Polecenie a - Przepisz wiernie wszystkie wiersze rekordów, które znajdują się pod tekstem.

Tekst do przeczytania -
Kanał Catalina l 13.08.2023

Udostępnij

Moja niedzielna przeprawa z Los Angeles na wyspę Catalina zakończyła się po 17 godzinach i 50 minutach spędzonych w wodzie.

Zaledwie kilkadziesiąt osób na świecie z sukcesem pokonało kanał płynąc w przeciwnym kierunku z Los Angeles na wyspę Catalina. Płynięcia organizowane przez Catalina Channel Swimming Federation odbywają się w przeciwnym kierunku, ale ze względów podjęcia się tego wyzwania z Piotrem Biankowskim (który płynął z wyspy na ląd) zapadła decyzja aby mój start był z przeciwnej strony.

Swoją przeprawę rozpoczęłam w nocy z niedzieli na poniedziałek o g. 21:40.

Nasmarowana lanoliną #swim2help
Ostatnie instrukcje przed startem.
Płynięcie w nocy odbywa się przy asekuracji kajakarza.
Don Van Cleve, prezes oraz obserwator CCSF podczas nadzorowania mojego płynięcia w nocy.

Mój pierwszy tak długi start w życiu rozpoczęłam 8 godzinami i 40 minutami pędzonymi w totalnych ciemnościach. Było to moje pierwsze pływanie w życiu w nocy.

W mojej głowie przez cały czas były wszystkie zwierzęta morskie, które znajdowały się wokół mnie i pode mną ale starałam się myślami odchodzić w innym kierunku. Ruch za ruchem, karmienie za karmieniem, czasami z zamkniętymi ze strachu oczami wytrwałam do świtu.

Wschód słońca przyniósł mi bardzo dużo nadziei i sił ale jeszcze wtedy nie wiedziałam co na mnie czeka. Pędziłam do przodu aby jak najszybciej dotrzeć na drugi brzeg, ale…

Pierwsze zdjęcie o świcie, po ok. 20 km w wodzie.
Track GPS.

Wyspę Catalina widziałam już od kilku godzin na horyzoncie ale wcale się do niej nie zbliżałam, walcząc w przeciwprądzie. Dopiero po fakcie dowiedziałam się, że wzmocnienie prądów nastąpiło z powodu zbliżającego się huraganu Hilary, który w zaledwie dwa dni po naszej przeprawie uderzył w Los Angeles.

Podczas przerw na karmienie w zaledwie kilkadziesiąt sekund prąd cofał mnie o pół godziny płynięcia. Niestety ale warunki tak się pogorszyły, że dotarcie do celu gdyby było w zasięgu mogłoby zająć kolejne 5 godzin albo dłużej.

Dane do opracowania -

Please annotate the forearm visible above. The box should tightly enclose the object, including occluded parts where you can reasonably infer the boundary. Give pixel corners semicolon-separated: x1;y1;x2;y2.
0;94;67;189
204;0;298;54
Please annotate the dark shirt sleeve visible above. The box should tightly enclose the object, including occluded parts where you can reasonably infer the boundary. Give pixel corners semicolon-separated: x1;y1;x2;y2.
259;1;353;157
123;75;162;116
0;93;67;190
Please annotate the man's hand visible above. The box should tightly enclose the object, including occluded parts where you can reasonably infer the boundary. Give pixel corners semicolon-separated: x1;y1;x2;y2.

Polecenie b - Wyjaśnij na podstawie relacji z przeprawy przez kanał Catalina, dlaczego start nastąpił w Los Angeles, a nie na wyspie.

Rozwiązanie zadania a -
Please annotate the forearm visible above. The box should tightly enclose the object, including occluded parts where you can reasonably infer the boundary. Give pixel corners semicolon-separated: x1;y1;x2;y2.
0;94;67;189
204;0;298;54
Please annotate the dark shirt sleeve visible above. The box should tightly enclose the object, including occluded parts where you can reasonably infer the boundary. Give pixel corners semicolon-separated: x1;y1;x2;y2.
259;1;353;157
123;75;162;116
0;93;67;190
Please annotate the man's hand visible above. The box should tightly enclose the object, including occluded parts where you can reasonably infer the boundary. Give pixel corners semicolon-separated: x1;y1;x2;y2.

Rozwiązanie zadania b - Płynięcia organizowane przez Catalina Channel Swimming Federation zwykle odbywają się w przeciwnym kierunku, czyli z wyspy na ląd. Zdecydowano jednak o starcie z Los Angeles, bo wyzwania podjęto się razem z Piotrem Biankowskim, który płynął z wyspy na ląd.